Whenever the word "uniform" appears in a line of the data below, copy that line.
Source records Block Start
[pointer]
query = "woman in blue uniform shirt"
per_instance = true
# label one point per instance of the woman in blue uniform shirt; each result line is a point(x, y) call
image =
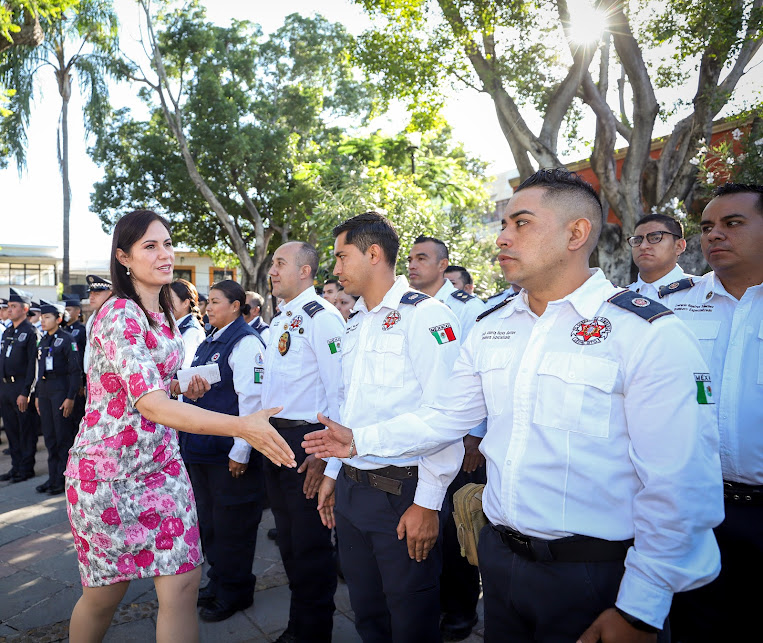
Source records Block End
Source records Block Start
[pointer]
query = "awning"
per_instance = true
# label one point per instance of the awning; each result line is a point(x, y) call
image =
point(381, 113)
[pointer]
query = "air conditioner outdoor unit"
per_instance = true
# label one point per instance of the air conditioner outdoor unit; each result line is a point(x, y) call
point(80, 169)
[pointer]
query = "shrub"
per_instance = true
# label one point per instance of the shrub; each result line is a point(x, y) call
Source records Block End
Source records Block Start
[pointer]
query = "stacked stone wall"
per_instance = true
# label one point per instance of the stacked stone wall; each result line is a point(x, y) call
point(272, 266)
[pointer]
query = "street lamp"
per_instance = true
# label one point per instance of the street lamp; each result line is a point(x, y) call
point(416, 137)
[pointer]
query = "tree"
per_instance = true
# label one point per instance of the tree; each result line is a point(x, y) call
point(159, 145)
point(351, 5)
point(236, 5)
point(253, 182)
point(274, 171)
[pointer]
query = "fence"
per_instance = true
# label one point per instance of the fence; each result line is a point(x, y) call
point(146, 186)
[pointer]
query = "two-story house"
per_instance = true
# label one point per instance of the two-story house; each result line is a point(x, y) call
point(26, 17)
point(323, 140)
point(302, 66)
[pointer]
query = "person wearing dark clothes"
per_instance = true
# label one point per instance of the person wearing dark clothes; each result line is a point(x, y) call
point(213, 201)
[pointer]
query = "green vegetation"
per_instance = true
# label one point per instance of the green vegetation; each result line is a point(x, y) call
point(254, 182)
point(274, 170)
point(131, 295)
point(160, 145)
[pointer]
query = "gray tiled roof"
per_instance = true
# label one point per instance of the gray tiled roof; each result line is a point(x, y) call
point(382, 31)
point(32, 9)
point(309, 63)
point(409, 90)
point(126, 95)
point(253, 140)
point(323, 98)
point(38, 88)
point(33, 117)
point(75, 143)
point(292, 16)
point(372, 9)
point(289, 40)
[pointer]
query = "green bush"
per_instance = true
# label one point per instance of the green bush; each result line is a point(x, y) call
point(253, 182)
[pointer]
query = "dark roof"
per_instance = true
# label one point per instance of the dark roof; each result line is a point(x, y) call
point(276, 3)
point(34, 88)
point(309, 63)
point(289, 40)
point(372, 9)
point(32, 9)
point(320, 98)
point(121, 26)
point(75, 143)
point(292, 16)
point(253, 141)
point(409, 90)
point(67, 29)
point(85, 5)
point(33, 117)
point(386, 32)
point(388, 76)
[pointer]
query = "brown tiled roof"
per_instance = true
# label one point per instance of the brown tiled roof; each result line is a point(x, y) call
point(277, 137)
Source records Block End
Response to this exercise:
query = "woman in blue uniform shirt"
# label one point per instance of the woman in blue uniform shirt; each result line is a point(x, y) call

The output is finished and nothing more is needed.